**DOCUMENT TEXT**
══════

LANSING – The chance that Michigan could expand Medicaid eligibility was in serious doubt Thursday as the Senate adjourned without voting on the issue, and Governor Rick Snyder essentially called on the state’s population to nag Senate Republicans back to action.

The stunning development late Thursday left Snyder as close to enraged – though he refused to say he was angry – as he has gotten in office, and in a press conference accused his fellow Republicans in the Senate of failing to show leadership.

“I call on all Michiganders to sustain that effort” to push Senate Republicans to act “until we get that yes vote,” Snyder said at his press conference.

In the immediate aftermath of the Senate adjourning until late August, it was unclear what strategies would be put forth by supporters of the proposal to expand eligibility for Medicaid to those with incomes of up to 130 percent of the federal poverty level to win over the recalcitrant Senate members.

At least one supporter said an ongoing education effort, both with Senate members and his membership, is needed on what his organization viewed as the importance of the issue to the state and to business.

Snyder was also asked if he would consider vetoing all legislation until the Senate acted, a tactic employed with success by Governor Jan Brewer in Arizona to win expansion of Medicaid. Snyder said there were several options under consideration.

══════

(Point localization data)
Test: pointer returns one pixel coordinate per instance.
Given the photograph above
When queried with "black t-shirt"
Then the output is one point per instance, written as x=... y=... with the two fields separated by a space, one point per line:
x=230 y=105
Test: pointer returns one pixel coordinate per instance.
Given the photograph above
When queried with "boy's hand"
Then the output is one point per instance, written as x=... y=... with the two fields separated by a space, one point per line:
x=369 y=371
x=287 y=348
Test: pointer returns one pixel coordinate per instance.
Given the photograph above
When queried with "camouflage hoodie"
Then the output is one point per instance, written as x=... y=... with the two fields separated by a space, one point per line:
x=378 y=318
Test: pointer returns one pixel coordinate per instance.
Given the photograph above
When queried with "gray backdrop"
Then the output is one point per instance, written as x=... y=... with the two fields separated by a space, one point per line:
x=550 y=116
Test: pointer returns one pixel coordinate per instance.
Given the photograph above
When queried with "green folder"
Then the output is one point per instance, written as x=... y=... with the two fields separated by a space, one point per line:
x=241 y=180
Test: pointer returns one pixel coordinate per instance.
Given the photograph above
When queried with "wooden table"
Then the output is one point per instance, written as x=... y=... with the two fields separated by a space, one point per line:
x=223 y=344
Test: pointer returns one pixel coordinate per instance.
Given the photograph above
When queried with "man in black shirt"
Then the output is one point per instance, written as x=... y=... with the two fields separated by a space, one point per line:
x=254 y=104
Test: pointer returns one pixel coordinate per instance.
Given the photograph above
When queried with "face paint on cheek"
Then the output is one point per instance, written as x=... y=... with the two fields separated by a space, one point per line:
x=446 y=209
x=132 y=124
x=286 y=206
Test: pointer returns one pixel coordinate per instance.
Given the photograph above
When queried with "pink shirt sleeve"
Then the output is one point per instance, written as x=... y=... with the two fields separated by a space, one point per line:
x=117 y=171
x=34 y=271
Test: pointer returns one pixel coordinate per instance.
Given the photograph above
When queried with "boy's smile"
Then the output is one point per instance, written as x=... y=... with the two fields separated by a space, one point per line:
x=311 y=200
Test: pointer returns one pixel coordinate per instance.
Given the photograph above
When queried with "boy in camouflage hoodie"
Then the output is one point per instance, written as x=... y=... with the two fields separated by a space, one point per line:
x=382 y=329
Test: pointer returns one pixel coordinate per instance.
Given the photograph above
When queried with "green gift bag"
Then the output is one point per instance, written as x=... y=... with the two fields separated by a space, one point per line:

══════

**ASSIGNED TASK 1**
In the Michigan Medicaid article, until when did the Senate adjourn?
**ASSIGNED TASK 2**
Please carry on the Michigan Medicaid article from its final sentence.

**WRITTEN ANSWER 1**
Until late August.

**WRITTEN ANSWER 2**
The immediate response was pointedly angry at Senate Republicans.

The Senate has hung a “gone fishing” sign out while the state awaited action on health care, Michigan League for Public Policy President Gilda Jacobs said.

U.S. Rep. Dan Kildee (D-Flint) said the legislation would save the state money, but Senate Republicans seemed “more concerned with taking a vacation than doing the work they were elected to do.”

But as angry reactions to the decision to leave the Capitol for two months flooded in, it was also clear that not everyone was upset with the decision.

Scott Hagerstown with Americans For Prosperity praised the Senate, saying it had stood up for “good policy over politics” by refusing to “expand the broken Medicaid system.”

And Wendy Lynn Day, a tea party activist who is running for the House, said on her Facebook page, “When the lobbyists are mad, chances are the people win.”

Rob Fowler, CEO of the Small Business Association of Michigan, pointed to the tea party as a major reason for the inaction on Thursday. It seemed, he said, “an overreaction” to an idea that was “not well thought out.”

“I’ve talked with friends of ours,” Fowler said referring to Senate Republicans, “who would not listen to the arguments because they were locked into this idea that ‘it’s Obamacare.'”

Kenneth Elmassian, president of the Michigan State Medical Society, said the organization with work with legislators to get the issue resolved.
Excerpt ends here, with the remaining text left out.